▸ **STUDY MATERIAL**:

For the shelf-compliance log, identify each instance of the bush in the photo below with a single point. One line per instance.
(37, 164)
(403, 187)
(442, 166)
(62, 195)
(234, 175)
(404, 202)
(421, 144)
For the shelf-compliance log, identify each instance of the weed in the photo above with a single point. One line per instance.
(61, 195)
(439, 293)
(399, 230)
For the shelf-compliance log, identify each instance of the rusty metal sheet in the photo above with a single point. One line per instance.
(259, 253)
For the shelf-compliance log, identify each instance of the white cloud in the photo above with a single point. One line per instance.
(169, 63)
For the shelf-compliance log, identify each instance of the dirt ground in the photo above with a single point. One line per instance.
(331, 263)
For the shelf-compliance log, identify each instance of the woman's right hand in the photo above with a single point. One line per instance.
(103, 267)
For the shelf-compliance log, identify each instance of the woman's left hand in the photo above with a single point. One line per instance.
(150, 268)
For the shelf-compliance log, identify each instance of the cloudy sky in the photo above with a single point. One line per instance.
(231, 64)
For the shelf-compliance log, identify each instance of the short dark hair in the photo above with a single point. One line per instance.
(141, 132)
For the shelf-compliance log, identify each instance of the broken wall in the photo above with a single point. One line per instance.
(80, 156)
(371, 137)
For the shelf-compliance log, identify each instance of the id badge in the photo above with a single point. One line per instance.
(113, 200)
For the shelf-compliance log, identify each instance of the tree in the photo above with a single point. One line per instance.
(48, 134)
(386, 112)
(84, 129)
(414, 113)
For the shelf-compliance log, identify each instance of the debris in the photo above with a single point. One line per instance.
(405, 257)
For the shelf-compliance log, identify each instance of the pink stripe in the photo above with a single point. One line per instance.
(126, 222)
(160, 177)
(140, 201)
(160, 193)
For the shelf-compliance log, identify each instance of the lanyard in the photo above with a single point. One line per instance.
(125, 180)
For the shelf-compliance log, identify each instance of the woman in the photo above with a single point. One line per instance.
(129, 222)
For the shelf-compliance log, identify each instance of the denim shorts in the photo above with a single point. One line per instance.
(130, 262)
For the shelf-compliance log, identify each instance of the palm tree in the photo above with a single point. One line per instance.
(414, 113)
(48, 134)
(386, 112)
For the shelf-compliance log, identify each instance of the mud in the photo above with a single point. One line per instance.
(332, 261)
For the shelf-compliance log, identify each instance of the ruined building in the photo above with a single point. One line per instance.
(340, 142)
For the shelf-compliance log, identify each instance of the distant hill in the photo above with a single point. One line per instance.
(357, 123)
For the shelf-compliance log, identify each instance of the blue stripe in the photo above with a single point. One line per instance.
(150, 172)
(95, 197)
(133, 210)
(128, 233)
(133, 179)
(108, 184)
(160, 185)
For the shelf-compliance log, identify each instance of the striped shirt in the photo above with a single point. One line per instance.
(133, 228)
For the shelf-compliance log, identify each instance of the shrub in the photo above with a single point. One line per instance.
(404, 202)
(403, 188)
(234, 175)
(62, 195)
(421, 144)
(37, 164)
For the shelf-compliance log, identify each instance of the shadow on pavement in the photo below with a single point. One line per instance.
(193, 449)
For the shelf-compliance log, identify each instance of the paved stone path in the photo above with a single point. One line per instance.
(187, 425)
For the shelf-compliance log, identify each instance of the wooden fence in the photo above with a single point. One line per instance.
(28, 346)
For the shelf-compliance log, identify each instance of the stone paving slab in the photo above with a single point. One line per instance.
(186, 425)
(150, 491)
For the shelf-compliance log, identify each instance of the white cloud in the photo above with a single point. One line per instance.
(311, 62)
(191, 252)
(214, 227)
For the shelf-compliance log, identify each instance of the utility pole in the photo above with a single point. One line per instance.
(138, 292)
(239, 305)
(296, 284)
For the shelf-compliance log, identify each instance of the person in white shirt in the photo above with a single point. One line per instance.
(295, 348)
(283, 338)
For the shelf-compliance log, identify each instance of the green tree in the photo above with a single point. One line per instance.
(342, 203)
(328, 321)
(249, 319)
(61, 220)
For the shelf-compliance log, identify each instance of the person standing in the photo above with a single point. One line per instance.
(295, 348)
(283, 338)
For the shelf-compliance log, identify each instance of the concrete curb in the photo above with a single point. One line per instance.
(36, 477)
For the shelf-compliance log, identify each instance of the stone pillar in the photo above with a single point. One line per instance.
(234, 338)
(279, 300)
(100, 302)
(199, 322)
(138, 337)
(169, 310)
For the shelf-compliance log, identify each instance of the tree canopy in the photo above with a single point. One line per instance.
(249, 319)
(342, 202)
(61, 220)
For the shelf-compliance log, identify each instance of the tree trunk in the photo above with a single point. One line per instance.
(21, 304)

▸ **PROBLEM DETAILS**: When you respond, give the whole listing again exactly as written.

▸ **EXPECTED OUTPUT**:
For the shelf-compliance log, identify each instance of the bush in the photo below with a single point. One line per instance.
(37, 164)
(403, 187)
(442, 166)
(62, 195)
(234, 175)
(404, 202)
(421, 144)
For the shelf-compliance log, identify each instance of the weed in the photo above with a single point. One line per instance.
(61, 195)
(439, 293)
(399, 230)
For the shelf-compliance log, identify each instance of the rusty metal sheet in the photo above with a single point. One line per instance.
(259, 253)
For the shelf-compliance log, identify each instance of the white cloud in the photo above with a single point. One line per instance.
(169, 63)
For the shelf-compliance log, identify each instance of the dirt ground in the photo above with a single point. One line per instance.
(331, 263)
For the shelf-compliance log, identify each instance of the woman's right hand in the photo above with a single point. One line per instance.
(103, 267)
For the shelf-compliance log, identify each instance of the woman's left hand in the photo above with a single point. One line per instance.
(150, 268)
For the shelf-compliance log, identify each instance of the cloudy sky in the photo above with a single point. One line per instance.
(231, 64)
For the shelf-compliance log, identify each instance of the short dark hair in the photo above with a single point. One line per instance.
(141, 132)
For the shelf-compliance log, identify each instance of the broken wall in the photo above with a single point. One line per instance.
(80, 156)
(371, 137)
For the shelf-compliance log, identify each instance of the id badge in the photo above with a single point. One line per instance.
(113, 200)
For the shelf-compliance log, identify each instance of the tree in the photo above with a single point. One line per instance.
(48, 134)
(386, 112)
(84, 129)
(414, 113)
For the shelf-compliance log, identify each instance of the debris in the photo above with a single point. One line per instance.
(405, 257)
For the shelf-compliance log, identify each instance of the pink stripe in the photo above with a single point. One line per instance.
(126, 222)
(160, 177)
(140, 201)
(160, 193)
For the shelf-compliance log, identify each instance of the lanyard in the photo above with a single point. One line per instance.
(125, 180)
For the shelf-compliance log, identify each instance of the woman in the photo above with a single point. One line per instance.
(129, 222)
For the shelf-compliance log, identify each instance of the denim shorts in the photo above with a single point. One line per instance.
(130, 262)
For the shelf-compliance log, identify each instance of the palm tree in the photo above with a single point. One line per instance.
(414, 113)
(48, 134)
(386, 112)
For the shelf-compliance log, identify each instance of the mud in the photo above with a single point. One line per instance.
(332, 261)
For the shelf-compliance log, identify each instance of the ruined building in the photo above with a single point. One line per instance.
(340, 142)
For the shelf-compliance log, identify each instance of the distant hill in the photo above with a single point. One line per instance.
(357, 123)
For the shelf-compliance log, identify each instance of the blue stripe in the photo above with a single point. One line per instance.
(150, 172)
(95, 197)
(133, 210)
(128, 233)
(133, 179)
(108, 184)
(160, 185)
For the shelf-compliance log, identify each instance of the striped shirt in the photo above with a single point. One line per instance.
(133, 228)
For the shelf-compliance log, identify each instance of the shrub in the photo above with a single point. One line per instance.
(404, 202)
(403, 188)
(234, 175)
(62, 195)
(421, 144)
(37, 164)
For the shelf-compliance log, identify each instance of the shadow on pavement in the photo below with a single point. One line per instance.
(193, 449)
For the shelf-compliance log, identify each instance of the paved stone path in the photo above with a single point. One line per instance.
(187, 425)
For the shelf-compliance log, identify each instance of the wooden fence in the photo above with a single point. One line per instance.
(28, 346)
For the shelf-compliance log, identify each instance of the stone paving slab in the photo above with a single point. One line per instance.
(186, 425)
(150, 491)
For the shelf-compliance log, identify each instance of the white cloud in the photo above with a single point. One line per instance.
(311, 62)
(191, 252)
(214, 227)
For the shelf-compliance log, identify each instance of the utility pole in the photo above with a single point. One line per instance.
(138, 292)
(239, 305)
(296, 284)
For the shelf-compliance log, identify each instance of the person in white shirt in the photo above with a single point. One line per instance.
(295, 348)
(283, 338)
For the shelf-compliance log, identify each instance of the green tree in the photo above with a single point. One line per instance.
(342, 203)
(328, 321)
(249, 319)
(61, 220)
For the shelf-compliance log, identify each instance of the person standing in the photo above with a single point. One line per instance.
(295, 348)
(283, 338)
For the shelf-compliance log, identify each instance of the concrete curb in the photo above with a single point. One line per instance.
(36, 477)
For the shelf-compliance log, identify each instance of the stone pillar in the photo above with a single point. One line per instance.
(234, 338)
(279, 300)
(100, 302)
(199, 322)
(138, 337)
(169, 310)
For the shelf-compliance log, identify each instance of the tree canopy in the photo above with a single point. One line per instance.
(249, 319)
(342, 202)
(61, 220)
For the shelf-compliance log, identify each instance of the tree trunk in the photo above with a single point. One line per instance.
(21, 304)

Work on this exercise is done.